### [OBJETIVO DO EXERCÍCIO]
Copie sem alterações o trecho do texto do documento abaixo que começa em "Esse tipo de" e vai até "produção e consumo.", incluindo essas palavras.

Parece vigorar a percepção confiante de que os males atingirão apenas aos mais despossuídos –uma espécie de NIMBY, “não no meu quintal”– exclusivo das elites; ou seja, mecanismos pelos quais os tomadores de decisão detêm os meios de se distanciar das consequências ecológicas de suas próprias ações. Mas, mais que isso, em tempos de liberação das forças de mercado, observa-se, mais do que nunca, uma apropriação da denúncia ambientalista do capitalismo para fins de dinamizar o próprio capitalismo e os negócios: após o furacão Katrina, as ações das empresas que ganharam contratos para a limpeza e reestruturação das áreas afetadas –as mesmas que atuaram na “reconstrução” do Iraque– elevaram-se em 10%. Nos países do Sul global, busca-se criar ativos financeiros atrelados a um mercado de créditos de carbono que serve para justificar a continuidade do capitalismo fóssil, subordinando comunidades tradicionais a empresas e esverdeando o papel das periferias na reprodução do capitalismo extrativo tal como o conhecemos.                                                     

Pesquisadores mostraram como a expansão imobiliária no sudoeste dos EUA e na Baixa Califórnia comercializou milhares de quilômetros quadrados na frágil ecologia dos desertos, apostando no aumento tendencial dos custos da água e em sua dessalinização para abastecer a suburbanização descontrolada que o próprio capital imobiliário promove. Ou seja, o ônus do ajuste do novo ciclo climático e hidrológico caiu, nesta região, sobre os ombros dos grupos subalternos, notadamente dos trabalhadores rurais imigrantes cujo fluxo para os EUA tenderia a aumentar, justificando acusações de estarem indo “roubar a água dos americanos”.

Esse tipo de processo em que os custos da degradação ambiental são concentrados sistematicamente sobre os mais despossuídos, ainda mais quando parte dos interesses dominantes consegue auferir lucros com essa degradação, é compatível com o entendimento dos movimentos sociais segundo os quais não haverá nenhuma iniciativa dos poderosos para enfrentar os problemas ambientais, inclusive os climáticos, enquanto for possível concentrar os males deles decorrentes sobre os mais pobres. Seu corolário, portanto, é que todos os esforços devem ser concentrados na proteção ambiental dos mais despossuídos, de modo que, interrompendo-se a transferência sistemática dos males para eles, as elites venham a considerar seriamente a necessidade de mudar modelos de produção e consumo.

Nesta ótica, quilombolas, indígenas e camponeses do rio Madeira, do Tapajós e outras áreas de expansão de projetos energéticos, agropecuários ou minerários, ao contrário do que propugnam representantes de empreiteiras e desenvolvimentistas pouco críticos, estariam na linha de frente do combate contra o aquecimento global, favorecendo, por sua resistência, a busca de novos modelos de produção e consumo de energia e uso de florestas.

### [TRECHOS DOS DADOS]

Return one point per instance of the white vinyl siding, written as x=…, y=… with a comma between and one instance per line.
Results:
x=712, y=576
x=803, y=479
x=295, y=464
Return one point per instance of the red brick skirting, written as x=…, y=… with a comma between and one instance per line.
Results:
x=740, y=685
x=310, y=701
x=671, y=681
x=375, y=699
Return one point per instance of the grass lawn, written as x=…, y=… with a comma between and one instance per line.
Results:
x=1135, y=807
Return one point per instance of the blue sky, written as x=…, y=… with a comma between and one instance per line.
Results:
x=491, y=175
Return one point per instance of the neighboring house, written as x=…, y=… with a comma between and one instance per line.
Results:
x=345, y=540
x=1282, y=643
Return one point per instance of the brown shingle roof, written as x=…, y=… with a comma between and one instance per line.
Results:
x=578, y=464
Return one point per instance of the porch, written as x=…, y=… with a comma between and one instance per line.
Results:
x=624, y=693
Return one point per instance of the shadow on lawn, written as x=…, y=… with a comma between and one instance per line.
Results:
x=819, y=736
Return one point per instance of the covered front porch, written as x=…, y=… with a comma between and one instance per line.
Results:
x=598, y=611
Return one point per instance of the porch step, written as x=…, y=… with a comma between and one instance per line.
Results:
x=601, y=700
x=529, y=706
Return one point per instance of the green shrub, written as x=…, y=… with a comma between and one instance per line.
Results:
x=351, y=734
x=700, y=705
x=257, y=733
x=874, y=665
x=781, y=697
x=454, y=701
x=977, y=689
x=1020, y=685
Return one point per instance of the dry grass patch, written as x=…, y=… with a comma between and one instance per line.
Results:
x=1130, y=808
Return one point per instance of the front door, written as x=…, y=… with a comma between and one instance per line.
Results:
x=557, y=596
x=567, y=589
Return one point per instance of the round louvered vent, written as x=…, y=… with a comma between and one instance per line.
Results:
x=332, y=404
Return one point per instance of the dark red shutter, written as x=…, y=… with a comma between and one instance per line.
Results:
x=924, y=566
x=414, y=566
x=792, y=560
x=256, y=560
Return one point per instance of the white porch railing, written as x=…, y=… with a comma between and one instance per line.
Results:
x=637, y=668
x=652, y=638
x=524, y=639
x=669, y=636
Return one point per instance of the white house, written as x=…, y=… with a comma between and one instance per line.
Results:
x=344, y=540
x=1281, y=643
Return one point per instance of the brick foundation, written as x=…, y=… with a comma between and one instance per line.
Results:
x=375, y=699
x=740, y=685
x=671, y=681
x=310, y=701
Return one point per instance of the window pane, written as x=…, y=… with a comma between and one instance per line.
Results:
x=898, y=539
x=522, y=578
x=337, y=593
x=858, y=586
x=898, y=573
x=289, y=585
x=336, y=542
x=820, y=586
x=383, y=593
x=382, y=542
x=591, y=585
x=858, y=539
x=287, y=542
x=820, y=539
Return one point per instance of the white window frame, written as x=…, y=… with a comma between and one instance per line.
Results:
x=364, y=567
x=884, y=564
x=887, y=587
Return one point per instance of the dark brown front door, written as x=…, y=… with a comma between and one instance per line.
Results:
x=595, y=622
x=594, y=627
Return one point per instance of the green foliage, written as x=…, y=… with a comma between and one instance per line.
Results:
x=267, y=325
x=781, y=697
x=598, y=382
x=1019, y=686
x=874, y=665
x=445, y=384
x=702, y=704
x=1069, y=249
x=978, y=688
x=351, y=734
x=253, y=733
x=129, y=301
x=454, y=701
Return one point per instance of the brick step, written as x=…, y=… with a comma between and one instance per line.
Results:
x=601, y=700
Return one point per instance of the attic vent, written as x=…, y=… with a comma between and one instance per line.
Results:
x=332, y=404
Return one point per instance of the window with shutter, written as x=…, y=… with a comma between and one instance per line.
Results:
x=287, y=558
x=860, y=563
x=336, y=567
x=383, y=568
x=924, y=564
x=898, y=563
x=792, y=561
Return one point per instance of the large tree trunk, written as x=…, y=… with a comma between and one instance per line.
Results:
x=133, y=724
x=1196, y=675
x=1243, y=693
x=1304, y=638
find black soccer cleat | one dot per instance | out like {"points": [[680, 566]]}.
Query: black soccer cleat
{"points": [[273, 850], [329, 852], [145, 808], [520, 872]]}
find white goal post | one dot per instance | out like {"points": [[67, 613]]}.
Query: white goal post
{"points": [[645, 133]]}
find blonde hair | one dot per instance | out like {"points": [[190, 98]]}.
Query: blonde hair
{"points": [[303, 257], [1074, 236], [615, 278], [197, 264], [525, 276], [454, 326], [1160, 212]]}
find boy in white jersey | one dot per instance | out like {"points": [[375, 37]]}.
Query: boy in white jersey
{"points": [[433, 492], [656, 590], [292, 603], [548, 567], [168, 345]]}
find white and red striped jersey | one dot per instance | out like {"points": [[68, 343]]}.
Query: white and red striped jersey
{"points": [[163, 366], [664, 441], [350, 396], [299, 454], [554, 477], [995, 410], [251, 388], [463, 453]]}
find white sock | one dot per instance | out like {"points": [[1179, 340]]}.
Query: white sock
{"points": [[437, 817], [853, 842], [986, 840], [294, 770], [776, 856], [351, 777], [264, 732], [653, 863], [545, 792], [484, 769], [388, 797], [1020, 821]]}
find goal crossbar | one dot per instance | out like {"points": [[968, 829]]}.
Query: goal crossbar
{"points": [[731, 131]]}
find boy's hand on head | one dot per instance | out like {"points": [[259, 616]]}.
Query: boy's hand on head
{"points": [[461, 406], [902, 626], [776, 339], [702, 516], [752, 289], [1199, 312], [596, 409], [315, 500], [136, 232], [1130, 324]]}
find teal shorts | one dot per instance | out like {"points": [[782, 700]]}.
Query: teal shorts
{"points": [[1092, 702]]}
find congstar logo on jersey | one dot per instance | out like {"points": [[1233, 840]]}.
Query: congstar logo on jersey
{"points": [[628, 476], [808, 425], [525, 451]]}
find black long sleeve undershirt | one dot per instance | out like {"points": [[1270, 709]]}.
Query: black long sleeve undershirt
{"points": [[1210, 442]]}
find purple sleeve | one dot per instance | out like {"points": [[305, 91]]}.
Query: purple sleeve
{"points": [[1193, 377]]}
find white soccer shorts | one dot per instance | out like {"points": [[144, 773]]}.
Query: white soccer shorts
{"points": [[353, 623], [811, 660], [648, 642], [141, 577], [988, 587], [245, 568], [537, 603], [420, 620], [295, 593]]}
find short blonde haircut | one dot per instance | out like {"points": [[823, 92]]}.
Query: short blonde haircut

### [RESULTADO A SEGUIR]
Esse tipo de processo em que os custos da degradação ambiental são concentrados sistematicamente sobre os mais despossuídos, ainda mais quando parte dos interesses dominantes consegue auferir lucros com essa degradação, é compatível com o entendimento dos movimentos sociais segundo os quais não haverá nenhuma iniciativa dos poderosos para enfrentar os problemas ambientais, inclusive os climáticos, enquanto for possível concentrar os males deles decorrentes sobre os mais pobres. Seu corolário, portanto, é que todos os esforços devem ser concentrados na proteção ambiental dos mais despossuídos, de modo que, interrompendo-se a transferência sistemática dos males para eles, as elites venham a considerar seriamente a necessidade de mudar modelos de produção e consumo.